Written exercise: Copy out the records from the line containing "Mark every instance of the mountain" through the line containing "x=1021, y=599", both included and requests kept. Offset each answer coordinate by adding 22 to it, and leave the coordinates shown within the requests unchanged.

Data extract:
###
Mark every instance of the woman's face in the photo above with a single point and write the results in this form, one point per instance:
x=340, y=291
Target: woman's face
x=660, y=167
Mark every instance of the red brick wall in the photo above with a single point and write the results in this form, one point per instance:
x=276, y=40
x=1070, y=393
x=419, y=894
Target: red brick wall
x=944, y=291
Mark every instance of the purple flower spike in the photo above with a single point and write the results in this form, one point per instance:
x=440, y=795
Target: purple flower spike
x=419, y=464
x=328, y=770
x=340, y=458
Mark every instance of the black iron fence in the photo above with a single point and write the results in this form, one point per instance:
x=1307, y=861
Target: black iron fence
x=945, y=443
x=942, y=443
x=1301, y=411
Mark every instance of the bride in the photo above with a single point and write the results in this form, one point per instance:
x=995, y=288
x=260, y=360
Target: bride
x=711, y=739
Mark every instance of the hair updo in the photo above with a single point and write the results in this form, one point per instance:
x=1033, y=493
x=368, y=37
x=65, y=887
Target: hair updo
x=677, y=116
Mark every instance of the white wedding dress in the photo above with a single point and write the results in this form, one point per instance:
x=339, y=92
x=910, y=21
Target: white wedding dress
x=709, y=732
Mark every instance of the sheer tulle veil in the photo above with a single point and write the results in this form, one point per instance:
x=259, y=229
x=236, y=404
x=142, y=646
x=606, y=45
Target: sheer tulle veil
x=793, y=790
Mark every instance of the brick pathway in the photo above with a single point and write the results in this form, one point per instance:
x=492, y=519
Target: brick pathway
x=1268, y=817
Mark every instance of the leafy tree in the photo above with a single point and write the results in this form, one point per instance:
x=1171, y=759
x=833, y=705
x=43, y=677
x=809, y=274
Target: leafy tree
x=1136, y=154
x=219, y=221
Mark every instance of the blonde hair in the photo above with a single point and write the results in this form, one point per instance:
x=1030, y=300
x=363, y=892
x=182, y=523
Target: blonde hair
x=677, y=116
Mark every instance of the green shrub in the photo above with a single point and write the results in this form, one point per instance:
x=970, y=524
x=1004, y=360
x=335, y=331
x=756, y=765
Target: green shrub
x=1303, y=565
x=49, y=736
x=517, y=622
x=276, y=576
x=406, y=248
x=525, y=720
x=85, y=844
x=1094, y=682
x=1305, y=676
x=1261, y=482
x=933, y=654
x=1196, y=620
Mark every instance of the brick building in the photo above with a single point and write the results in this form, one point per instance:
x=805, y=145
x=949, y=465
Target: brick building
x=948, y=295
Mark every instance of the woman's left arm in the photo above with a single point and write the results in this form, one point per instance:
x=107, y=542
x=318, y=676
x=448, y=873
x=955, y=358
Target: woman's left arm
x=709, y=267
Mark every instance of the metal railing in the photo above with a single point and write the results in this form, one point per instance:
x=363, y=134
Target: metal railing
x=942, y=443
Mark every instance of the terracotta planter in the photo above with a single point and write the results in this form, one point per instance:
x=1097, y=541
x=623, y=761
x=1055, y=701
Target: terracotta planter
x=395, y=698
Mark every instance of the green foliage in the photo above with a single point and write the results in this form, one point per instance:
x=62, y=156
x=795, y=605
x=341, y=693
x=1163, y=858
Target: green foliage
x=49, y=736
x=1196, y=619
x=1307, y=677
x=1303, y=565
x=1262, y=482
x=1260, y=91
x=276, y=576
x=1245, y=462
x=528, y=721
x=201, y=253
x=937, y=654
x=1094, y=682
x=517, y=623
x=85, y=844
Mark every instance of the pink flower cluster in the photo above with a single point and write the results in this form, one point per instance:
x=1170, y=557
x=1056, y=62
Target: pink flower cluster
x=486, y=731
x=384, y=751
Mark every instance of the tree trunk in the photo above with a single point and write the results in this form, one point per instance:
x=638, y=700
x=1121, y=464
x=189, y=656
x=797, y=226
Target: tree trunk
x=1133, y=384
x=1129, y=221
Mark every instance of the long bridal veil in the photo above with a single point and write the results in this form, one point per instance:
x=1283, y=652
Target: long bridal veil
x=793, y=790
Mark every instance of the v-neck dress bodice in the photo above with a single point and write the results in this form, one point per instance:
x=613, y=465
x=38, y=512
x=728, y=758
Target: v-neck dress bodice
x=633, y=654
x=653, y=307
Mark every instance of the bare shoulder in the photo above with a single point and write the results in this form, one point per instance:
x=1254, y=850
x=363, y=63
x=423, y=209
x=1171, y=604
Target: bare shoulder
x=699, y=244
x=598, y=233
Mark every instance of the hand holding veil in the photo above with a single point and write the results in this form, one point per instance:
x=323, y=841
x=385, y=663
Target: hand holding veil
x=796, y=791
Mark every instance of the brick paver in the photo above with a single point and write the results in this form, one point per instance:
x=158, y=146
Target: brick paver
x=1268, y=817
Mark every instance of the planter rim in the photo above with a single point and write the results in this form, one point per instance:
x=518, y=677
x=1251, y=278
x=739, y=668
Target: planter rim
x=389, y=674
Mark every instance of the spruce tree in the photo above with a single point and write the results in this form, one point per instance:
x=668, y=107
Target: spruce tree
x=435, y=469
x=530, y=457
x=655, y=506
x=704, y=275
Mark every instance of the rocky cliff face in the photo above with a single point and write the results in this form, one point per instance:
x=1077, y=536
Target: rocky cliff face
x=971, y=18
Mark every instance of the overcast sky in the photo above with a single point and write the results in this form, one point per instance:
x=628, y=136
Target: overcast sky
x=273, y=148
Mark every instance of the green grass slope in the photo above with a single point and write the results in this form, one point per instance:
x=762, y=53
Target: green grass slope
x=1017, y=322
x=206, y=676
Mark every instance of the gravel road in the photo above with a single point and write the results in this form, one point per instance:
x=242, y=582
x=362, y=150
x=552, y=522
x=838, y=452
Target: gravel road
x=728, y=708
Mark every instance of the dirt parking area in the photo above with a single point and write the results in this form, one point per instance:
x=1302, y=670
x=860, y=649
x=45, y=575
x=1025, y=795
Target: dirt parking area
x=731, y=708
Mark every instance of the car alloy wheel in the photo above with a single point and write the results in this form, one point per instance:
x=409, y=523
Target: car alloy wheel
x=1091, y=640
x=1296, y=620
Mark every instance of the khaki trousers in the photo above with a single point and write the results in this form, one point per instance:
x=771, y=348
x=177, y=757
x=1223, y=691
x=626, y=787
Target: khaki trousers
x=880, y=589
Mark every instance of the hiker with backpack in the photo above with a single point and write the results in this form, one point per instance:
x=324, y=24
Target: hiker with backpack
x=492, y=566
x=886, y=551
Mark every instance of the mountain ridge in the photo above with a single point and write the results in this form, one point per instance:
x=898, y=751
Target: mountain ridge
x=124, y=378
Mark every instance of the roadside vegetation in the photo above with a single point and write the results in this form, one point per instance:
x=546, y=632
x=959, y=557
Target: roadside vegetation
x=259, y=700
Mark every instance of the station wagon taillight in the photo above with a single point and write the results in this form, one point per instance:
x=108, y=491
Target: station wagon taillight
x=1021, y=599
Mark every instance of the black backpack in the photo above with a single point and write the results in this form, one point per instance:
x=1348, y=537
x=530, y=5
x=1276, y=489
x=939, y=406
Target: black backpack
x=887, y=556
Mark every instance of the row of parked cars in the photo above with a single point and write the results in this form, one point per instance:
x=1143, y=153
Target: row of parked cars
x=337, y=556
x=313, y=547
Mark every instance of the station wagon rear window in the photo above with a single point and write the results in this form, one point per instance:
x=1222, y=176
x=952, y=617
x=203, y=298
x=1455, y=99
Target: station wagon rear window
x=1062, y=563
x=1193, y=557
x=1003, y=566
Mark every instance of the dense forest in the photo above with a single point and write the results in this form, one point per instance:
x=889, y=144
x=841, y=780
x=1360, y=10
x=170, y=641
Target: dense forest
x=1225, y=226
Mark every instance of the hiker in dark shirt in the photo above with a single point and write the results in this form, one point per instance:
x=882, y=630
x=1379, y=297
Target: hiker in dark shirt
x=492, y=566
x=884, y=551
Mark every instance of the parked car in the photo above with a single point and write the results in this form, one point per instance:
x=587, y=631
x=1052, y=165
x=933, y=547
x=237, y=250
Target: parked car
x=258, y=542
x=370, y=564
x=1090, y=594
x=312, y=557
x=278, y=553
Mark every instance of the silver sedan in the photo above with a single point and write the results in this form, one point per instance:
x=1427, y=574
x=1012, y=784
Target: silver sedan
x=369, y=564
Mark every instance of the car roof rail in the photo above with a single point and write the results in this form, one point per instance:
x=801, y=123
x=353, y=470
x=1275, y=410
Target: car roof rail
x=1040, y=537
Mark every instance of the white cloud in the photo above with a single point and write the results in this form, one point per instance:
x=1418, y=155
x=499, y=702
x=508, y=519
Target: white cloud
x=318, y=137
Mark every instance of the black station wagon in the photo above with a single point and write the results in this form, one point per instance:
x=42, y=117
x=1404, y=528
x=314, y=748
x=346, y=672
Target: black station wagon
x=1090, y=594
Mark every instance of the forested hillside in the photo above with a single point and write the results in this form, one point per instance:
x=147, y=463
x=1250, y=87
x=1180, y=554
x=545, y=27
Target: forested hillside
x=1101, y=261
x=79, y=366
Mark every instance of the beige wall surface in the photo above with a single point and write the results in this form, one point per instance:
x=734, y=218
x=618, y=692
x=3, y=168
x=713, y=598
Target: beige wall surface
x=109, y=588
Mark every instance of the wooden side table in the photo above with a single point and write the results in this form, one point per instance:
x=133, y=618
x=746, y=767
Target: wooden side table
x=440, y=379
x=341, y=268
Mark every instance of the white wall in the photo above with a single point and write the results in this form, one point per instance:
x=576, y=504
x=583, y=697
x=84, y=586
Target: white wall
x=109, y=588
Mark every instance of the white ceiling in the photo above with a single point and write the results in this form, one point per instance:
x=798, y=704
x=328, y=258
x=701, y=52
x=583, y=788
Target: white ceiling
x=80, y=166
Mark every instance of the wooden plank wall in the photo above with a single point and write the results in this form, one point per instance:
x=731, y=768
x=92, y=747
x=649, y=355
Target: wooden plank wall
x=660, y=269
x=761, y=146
###
Worked solution:
Mark every instance of the mountain ridge in the photo above with a single point and write the results in this form, one point per instance:
x=898, y=751
Target: mountain ridge
x=146, y=400
Mark every instance of the roadside vegetation in the photo above with a single point and write the results in this form, one point per instance:
x=546, y=632
x=959, y=557
Target: roadside vegetation
x=281, y=722
Mark every instance of the station wagon taillight in the photo above with a single point and write the results in this form, one point per instance:
x=108, y=491
Target: station wagon taillight
x=1043, y=621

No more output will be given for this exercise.